** start PAGE **

In one implementation, the models are generated using the pseudo-inverse method/technique. The pseudo-inverse method is a mathematical technique used to solve systems of linear equations, particularly when dealing with problems with non-invertible matrices. It can provide a solution even when there is not a unique or exact solution possible. When fitting a model to observed data, the pseudo-inverse can find the model parameters that minimize/reduce the discrepancy between the model predictions and the data. There are different definitions of the pseudo-inverse, and one example is the Moore-Penrose inverse. In general, the pseudo-inverse method: minimizes/reduces the squared error between the actual solution and the estimated solution; and provides the solution with the smallest norm (length) among all possible solutions.
The models can be loaded onto a wearable device, such as a smart watch or head-mounted device, and correct color and contrast in real-time based on the viewing conditions and brightness settings of the wearable. The color perception model may represent the delta between human perception of color under various lighting conditions and reference images. In various embodiments, the color model is compressed into a 3×3 matrix that can be implemented on hardware and computed efficiently. Once deployed, the color perception model can be continually updated as more reference images and corrected images become available.
In one embodiment, the 3×3 matrices are trained using synthetic data with hue shift to overcome some of the limitations of a 3×3 matrix, which has only 9 tunable elements, to match the performance of color 3D look up table (LUT), which usually has 17×17×17 elements. 3D LUT is good, but it can consume memory and can be computationally intensive to operate. By contrast a 3×3 matrix can more easily be run by smaller processors, such as that of a smart watch.
The apparatus, system, and method for color perception tuning for a wearable device in various light conditions that are described in this disclosure can provide improvements in the quality of user experiences with smart watches, head-mounted devices, and other mobile devices-leading to increased adoption. These and other embodiments are described in more detail in connection with FIGS. 1-10
FIG. 1 illustrates a diagram of a mobile device 100 that is configured to maintain color perception of image data across various ambient light intensities, in accordance with aspects of the disclosure. Mobile device 100 includes a color perception model 102 that is configured to generate adjusted image data 104 that has been color perception adjusted for a particular ambient light intensity, according to an embodiment. Color perception model 102 generates adjusted image data 104 by tuning or making adjustments to image data 106 that has been input into color perception model 102, according to an embodiment. Mobile device 100 may be implemented as a wearable electronic device (e.g., a smart watch), may be implemented as a head-mounted device (e.g., augmented reality glasses), and/or may be implemented as a handheld electronic device (e.g., a smartphone, tablet, etc.), according to various embodiments. A head-mounted device may be implemented as a wearable smart device or as a head-mounted display (HMD). The head-mounted device may be configured to provide artificial reality. Artificial reality is a form of reality that has been adjusted in some manner before presentation to the user, which may include, e.g., virtual reality (VR), augmented reality (AR), mixed reality (MR), hybrid reality, or some combination and/or derivative thereof.

** end PAGE **
** start ROWS **

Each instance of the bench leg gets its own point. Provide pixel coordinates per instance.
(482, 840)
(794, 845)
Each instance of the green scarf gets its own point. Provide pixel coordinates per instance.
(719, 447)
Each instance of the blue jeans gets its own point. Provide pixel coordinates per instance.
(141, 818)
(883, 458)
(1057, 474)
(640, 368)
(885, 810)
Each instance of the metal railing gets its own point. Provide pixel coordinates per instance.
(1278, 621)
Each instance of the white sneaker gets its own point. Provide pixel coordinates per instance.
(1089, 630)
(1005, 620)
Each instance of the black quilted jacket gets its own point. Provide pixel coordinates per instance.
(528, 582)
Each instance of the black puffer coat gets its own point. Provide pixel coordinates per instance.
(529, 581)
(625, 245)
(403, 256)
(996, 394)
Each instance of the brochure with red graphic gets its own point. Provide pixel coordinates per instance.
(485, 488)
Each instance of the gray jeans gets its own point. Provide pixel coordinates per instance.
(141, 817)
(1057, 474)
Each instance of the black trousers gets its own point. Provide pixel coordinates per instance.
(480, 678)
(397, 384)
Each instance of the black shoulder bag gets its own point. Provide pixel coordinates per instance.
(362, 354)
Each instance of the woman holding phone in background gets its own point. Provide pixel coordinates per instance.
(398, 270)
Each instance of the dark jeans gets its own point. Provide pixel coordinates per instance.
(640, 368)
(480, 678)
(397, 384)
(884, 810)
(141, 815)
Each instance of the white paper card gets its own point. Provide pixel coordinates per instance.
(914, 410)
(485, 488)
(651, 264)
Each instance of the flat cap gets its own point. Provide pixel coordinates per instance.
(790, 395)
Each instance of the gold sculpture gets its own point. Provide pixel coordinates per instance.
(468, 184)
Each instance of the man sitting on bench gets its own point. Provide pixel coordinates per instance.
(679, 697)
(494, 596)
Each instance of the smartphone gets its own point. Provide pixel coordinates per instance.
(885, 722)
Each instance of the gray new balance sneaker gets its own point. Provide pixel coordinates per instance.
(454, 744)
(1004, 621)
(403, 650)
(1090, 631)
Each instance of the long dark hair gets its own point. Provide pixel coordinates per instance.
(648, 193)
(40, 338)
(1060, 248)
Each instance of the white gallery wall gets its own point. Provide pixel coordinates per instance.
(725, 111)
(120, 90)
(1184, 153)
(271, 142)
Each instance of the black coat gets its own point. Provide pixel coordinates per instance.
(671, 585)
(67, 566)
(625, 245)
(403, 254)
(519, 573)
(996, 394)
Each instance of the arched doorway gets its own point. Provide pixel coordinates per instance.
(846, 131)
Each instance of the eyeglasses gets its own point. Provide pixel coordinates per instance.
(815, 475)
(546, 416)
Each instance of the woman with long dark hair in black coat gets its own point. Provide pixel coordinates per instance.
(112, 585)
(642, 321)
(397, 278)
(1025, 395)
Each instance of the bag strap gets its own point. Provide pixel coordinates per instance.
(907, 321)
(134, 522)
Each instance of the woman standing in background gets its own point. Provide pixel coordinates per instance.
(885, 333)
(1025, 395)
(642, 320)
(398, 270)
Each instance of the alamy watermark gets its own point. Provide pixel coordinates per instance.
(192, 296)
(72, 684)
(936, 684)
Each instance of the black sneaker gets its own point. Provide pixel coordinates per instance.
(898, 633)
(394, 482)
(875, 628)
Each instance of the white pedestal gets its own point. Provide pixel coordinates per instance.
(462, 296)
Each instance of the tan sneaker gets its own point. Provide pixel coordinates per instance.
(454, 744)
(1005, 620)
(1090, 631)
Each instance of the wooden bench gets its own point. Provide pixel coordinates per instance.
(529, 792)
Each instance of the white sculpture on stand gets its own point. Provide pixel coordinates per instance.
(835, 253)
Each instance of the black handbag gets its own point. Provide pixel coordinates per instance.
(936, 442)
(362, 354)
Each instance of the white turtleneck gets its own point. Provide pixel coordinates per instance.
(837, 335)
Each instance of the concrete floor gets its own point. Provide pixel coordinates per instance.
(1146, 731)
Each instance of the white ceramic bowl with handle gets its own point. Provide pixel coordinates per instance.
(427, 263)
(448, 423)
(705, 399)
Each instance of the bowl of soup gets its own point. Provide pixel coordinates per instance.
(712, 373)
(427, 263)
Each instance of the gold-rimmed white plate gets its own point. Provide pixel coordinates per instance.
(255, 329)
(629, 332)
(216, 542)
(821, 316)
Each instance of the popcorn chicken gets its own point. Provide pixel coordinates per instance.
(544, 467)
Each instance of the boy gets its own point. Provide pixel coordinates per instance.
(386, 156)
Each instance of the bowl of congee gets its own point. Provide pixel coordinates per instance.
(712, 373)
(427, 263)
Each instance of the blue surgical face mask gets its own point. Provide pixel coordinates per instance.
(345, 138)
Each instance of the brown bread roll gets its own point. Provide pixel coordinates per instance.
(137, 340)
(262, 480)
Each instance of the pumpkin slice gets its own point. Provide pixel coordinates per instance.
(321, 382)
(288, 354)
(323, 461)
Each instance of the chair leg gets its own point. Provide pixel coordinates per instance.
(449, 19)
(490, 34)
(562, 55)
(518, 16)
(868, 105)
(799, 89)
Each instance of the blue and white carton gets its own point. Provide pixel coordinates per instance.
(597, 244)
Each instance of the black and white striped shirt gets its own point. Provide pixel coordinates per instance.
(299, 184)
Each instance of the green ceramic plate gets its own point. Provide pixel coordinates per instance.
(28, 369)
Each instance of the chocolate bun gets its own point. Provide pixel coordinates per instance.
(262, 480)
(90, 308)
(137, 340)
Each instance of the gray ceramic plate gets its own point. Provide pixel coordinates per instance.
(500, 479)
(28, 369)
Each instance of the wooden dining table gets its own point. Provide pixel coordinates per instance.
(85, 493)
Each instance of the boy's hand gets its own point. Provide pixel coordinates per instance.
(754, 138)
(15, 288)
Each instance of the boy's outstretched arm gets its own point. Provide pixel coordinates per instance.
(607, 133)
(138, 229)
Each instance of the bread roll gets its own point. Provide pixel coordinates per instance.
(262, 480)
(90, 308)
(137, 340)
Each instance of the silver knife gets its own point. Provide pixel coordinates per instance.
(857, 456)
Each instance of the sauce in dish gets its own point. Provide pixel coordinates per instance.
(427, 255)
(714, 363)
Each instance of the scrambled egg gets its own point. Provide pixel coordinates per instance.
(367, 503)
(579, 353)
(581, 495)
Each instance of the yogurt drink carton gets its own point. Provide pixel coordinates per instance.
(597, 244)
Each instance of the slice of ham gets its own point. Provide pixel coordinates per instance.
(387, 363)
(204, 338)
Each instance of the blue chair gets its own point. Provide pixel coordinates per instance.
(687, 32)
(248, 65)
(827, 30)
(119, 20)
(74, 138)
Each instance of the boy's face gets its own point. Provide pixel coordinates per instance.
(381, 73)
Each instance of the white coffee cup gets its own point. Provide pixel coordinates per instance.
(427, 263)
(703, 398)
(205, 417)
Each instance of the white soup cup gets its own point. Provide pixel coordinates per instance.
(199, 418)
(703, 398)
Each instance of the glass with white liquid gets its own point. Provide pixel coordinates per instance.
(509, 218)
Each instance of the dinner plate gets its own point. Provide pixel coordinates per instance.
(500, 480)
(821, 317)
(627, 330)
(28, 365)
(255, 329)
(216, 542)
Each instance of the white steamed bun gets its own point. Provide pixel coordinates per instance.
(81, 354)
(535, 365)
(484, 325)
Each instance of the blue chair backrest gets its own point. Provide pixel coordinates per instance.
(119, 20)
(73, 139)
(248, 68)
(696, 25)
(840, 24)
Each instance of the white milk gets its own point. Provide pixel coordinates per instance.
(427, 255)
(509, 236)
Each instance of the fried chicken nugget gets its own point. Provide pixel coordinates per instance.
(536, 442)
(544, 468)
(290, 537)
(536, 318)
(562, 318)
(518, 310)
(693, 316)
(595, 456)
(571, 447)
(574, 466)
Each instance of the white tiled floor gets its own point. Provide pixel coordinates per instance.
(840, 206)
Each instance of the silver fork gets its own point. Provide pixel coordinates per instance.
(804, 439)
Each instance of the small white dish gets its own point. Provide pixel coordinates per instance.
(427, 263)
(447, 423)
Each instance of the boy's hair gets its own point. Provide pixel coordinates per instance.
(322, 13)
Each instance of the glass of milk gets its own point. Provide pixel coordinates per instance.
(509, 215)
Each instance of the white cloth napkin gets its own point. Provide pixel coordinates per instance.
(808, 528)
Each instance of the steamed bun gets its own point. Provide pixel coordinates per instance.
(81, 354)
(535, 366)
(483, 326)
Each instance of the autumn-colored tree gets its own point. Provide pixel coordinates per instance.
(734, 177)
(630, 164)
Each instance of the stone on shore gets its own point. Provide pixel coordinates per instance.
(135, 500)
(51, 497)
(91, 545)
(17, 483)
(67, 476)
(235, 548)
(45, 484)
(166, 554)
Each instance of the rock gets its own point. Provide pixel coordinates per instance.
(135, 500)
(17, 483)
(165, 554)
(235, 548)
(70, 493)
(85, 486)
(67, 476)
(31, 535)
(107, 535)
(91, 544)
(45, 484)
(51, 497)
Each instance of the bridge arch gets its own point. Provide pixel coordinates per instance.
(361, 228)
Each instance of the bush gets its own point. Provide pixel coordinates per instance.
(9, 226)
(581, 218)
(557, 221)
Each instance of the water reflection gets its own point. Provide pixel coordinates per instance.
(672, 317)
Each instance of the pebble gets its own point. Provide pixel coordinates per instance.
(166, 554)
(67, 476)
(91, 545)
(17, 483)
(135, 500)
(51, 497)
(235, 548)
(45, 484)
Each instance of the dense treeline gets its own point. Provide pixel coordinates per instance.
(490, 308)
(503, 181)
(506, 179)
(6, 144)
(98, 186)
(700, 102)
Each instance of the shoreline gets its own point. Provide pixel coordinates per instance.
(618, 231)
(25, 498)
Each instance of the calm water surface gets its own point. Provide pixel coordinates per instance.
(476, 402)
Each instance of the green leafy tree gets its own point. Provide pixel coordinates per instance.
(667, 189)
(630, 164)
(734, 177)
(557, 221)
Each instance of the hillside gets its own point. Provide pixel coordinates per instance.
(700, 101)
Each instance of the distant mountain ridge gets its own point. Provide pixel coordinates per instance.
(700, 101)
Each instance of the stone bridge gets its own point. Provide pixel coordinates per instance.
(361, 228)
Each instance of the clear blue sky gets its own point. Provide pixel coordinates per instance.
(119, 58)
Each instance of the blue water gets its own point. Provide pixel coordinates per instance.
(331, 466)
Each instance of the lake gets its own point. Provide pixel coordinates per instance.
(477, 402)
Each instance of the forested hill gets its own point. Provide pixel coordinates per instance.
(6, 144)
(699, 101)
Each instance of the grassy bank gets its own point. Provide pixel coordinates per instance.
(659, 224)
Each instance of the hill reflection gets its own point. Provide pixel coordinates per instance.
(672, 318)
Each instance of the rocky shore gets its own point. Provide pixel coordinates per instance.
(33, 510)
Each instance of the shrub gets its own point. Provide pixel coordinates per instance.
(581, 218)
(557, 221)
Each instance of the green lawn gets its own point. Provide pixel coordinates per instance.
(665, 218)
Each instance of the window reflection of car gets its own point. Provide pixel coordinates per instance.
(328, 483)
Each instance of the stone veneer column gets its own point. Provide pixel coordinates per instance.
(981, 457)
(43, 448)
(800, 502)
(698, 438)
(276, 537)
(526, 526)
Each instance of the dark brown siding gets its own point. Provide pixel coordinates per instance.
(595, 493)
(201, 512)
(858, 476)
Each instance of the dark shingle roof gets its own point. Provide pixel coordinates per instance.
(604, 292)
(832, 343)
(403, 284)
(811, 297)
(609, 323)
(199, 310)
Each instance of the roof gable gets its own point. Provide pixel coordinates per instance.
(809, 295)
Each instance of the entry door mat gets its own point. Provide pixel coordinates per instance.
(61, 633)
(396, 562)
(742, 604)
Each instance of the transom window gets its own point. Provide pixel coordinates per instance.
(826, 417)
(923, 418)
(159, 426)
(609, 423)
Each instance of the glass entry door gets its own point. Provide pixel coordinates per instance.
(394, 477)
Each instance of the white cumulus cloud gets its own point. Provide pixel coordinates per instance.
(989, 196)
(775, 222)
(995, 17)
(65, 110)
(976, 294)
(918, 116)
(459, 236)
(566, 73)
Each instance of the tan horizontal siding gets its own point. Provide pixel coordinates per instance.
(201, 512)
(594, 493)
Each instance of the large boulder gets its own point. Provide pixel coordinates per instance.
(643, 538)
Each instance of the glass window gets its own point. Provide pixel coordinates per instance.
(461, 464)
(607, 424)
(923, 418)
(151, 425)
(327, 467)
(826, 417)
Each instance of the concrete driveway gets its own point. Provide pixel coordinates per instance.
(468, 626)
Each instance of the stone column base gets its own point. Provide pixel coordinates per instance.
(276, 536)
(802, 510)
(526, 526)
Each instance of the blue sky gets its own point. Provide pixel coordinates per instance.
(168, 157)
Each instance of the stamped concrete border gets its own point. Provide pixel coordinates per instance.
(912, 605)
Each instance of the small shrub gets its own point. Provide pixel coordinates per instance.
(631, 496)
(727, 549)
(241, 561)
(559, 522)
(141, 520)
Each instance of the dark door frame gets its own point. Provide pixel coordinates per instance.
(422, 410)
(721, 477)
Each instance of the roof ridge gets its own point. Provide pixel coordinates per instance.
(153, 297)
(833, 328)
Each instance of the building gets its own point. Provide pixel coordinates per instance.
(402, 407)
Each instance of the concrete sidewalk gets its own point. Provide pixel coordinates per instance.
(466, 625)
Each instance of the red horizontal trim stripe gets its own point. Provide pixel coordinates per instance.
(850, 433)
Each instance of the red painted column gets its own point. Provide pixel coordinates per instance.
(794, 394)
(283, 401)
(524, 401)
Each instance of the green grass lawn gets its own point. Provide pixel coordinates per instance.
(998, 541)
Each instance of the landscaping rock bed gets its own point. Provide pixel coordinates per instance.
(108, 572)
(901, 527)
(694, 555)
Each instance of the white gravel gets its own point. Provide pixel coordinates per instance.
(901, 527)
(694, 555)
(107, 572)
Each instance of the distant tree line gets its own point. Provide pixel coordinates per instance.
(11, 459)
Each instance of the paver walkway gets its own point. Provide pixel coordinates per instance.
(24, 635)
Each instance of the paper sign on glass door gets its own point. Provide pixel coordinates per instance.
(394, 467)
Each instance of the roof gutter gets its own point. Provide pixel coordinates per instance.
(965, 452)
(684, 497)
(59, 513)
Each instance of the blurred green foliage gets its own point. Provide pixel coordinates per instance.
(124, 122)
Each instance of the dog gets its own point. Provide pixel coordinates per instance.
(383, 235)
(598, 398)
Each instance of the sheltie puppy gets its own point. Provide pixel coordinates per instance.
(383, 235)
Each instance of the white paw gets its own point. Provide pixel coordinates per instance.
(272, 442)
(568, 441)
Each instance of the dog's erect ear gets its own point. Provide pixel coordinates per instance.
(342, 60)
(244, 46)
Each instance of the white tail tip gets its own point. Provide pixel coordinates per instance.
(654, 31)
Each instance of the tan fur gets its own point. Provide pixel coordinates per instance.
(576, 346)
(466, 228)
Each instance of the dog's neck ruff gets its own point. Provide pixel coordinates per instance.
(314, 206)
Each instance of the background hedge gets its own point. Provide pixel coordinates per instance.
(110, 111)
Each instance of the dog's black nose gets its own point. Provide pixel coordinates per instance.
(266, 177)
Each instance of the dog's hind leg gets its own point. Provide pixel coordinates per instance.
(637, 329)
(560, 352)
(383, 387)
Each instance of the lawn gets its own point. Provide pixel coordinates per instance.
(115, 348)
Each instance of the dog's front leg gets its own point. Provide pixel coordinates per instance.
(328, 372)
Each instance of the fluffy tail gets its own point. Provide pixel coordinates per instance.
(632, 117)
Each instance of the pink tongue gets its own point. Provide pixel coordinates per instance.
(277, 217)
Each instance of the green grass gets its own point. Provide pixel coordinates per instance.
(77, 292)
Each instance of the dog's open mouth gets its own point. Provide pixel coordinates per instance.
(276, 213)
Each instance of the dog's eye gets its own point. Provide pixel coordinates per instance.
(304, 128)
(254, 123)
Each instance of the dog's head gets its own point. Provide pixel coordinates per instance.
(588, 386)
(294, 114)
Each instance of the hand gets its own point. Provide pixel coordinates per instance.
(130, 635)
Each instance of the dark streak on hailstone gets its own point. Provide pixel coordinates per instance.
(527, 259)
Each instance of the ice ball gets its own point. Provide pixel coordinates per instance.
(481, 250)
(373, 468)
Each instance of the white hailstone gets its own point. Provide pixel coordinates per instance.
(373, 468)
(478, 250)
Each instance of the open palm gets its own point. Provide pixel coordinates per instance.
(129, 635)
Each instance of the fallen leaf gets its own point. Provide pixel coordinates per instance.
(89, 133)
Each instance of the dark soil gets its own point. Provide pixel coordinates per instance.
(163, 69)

** end ROWS **

PROBLEMS TO WORK ON
[1] From the color perception text above the records, reproduce the passage starting with "The models can" and going on through "images become available.".
[2] Translate this sentence from the color perception text into Spanish: "By contrast a 3×3 matrix can more easily be run by smaller processors, such as that of a smart watch."
[3] According to the color perception text, how many elements does a color 3D look up table usually have?

EXPECTED OUTPUTS
[1]
The models can be loaded onto a wearable device, such as a smart watch or head-mounted device, and correct color and contrast in real-time based on the viewing conditions and brightness settings of the wearable. The color perception model may represent the delta between human perception of color under various lighting conditions and reference images. In various embodiments, the color model is compressed into a 3×3 matrix that can be implemented on hardware and computed efficiently. Once deployed, the color perception model can be continually updated as more reference images and corrected images become available.

[2] En cambio, una matriz de 3×3 puede ser ejecutada con mayor facilidad por procesadores más pequeños, como el de un reloj inteligente.

[3] It usually has 17×17×17 elements.